Aim of the task —
Count the lines in the data below that include the word "mast", then state the total and nothing besides.

Records for processing —

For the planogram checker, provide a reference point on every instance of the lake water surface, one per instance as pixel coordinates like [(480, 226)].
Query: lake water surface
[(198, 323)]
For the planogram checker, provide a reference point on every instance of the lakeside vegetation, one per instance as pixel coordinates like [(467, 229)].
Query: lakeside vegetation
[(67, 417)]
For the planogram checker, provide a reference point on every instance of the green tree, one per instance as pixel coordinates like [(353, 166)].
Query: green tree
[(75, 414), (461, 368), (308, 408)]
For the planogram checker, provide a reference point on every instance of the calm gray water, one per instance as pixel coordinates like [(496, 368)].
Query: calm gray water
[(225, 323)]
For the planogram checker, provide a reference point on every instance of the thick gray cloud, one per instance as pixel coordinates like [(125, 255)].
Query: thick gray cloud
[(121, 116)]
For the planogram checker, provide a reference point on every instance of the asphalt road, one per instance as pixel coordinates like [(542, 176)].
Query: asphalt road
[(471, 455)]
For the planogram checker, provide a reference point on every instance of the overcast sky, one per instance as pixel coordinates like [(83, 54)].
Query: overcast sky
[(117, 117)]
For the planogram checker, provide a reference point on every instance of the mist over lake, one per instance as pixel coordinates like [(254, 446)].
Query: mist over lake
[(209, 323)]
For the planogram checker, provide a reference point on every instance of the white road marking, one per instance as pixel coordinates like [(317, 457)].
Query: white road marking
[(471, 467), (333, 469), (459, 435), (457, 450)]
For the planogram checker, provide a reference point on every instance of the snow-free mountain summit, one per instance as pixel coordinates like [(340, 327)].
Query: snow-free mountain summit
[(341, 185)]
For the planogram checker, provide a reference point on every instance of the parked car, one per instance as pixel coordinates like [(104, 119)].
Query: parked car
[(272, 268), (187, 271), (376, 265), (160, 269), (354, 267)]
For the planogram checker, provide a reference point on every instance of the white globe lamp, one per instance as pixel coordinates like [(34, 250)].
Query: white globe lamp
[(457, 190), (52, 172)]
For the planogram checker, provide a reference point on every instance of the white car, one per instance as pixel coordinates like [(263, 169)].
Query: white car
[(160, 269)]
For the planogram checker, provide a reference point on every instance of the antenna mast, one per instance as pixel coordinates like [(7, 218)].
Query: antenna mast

Exercise solution —
2